Patrick Bloche, député PS de Paris, est
de ceux-là. Mais il se sent un peu seul. "Internet
n'est pas encore un sujet de débat, ni au sein
de mon groupe politique, ni au sein de mon parti, très
peu dans les assemblées". Il fustige par ailleurs
les parlementaires qui viennent aux nouvelles technologies
"pour faire bien", les adeptes de la "fausse modernité".
"Sauf Laurent Fabius, le président de l'Assemblée
qui, lui, a réellement saisi tous ces enjeux
et a fait entrer de plain pied l'Assemblée dans
la modernité".
Sa tâche est ingrate. Député de
base, ses moyens d'action restent limités, et
il ne trouve parfois qu'un écho très faible
à ses propositions. Patrick Bloche, au sein de
ce désert parlementaire, a eu au moins le mérite
de faire avancer la réflexion et de lancer un
débat espéré de longue date.

» **CONSIGNE**
Prolongez l'extrait consacré à Patrick Bloche et à la place d'Internet dans le débat parlementaire en reprenant juste après sa dernière phrase.

» **DONNÉES PRÉSENTÉES**

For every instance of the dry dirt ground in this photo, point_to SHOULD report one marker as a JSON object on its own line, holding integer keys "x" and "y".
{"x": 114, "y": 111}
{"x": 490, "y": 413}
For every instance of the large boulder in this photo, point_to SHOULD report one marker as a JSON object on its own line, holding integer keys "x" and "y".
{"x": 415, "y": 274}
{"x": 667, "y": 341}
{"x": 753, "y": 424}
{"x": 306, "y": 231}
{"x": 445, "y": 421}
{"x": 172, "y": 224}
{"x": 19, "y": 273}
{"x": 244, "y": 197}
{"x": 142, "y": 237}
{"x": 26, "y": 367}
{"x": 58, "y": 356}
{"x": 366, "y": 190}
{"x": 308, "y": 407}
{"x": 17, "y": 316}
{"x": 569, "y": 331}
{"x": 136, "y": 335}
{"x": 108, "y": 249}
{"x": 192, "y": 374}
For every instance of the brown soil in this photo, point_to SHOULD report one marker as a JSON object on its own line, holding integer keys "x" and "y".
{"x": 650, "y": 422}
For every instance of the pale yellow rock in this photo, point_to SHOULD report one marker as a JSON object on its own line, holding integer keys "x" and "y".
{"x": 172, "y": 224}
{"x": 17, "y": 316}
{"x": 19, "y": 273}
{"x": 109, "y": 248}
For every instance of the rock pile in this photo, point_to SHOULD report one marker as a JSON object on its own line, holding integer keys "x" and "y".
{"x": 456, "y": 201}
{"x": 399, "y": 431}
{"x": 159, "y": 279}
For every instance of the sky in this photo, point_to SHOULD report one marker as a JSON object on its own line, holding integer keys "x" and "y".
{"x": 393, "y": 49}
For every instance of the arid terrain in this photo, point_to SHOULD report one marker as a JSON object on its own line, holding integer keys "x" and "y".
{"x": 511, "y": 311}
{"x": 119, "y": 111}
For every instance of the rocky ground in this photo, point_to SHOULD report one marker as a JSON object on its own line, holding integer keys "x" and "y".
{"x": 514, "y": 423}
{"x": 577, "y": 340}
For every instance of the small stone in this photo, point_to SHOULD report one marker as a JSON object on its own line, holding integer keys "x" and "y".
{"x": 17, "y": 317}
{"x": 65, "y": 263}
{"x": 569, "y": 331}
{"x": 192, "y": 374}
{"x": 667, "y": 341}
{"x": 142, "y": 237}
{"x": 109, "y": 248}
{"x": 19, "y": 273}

» **RÉPONSE**
Développer l'Internet
culturel français
En décembre 1998, il remet au Premier ministre
un rapport intitulé "Le
désir de France" sur la présence internationale
de la France et la francophonie dans la société
de l'information. Dans la lettre de mission que Lionel
Jospin lui a adressée, il était notamment
demandé à Patrick Bloche de "dresser un
bilan précis des projets existants des administrations,
des entreprises et de tous les acteurs de la francophonie,
afin de rendre plus présentes la France et la
francophonie sur Internet". Le député
de Paris, au-delà de l'analyse, formule donc
quelques propositions d'actions, parmi lesquelles un
"Internet public d'intérêt général",
l'utilisation des nouvelles technologies comme outil
de renforcement de la présence française
à l'international, la disponibilité des
grands textes littéraires français sur
le Net, etc.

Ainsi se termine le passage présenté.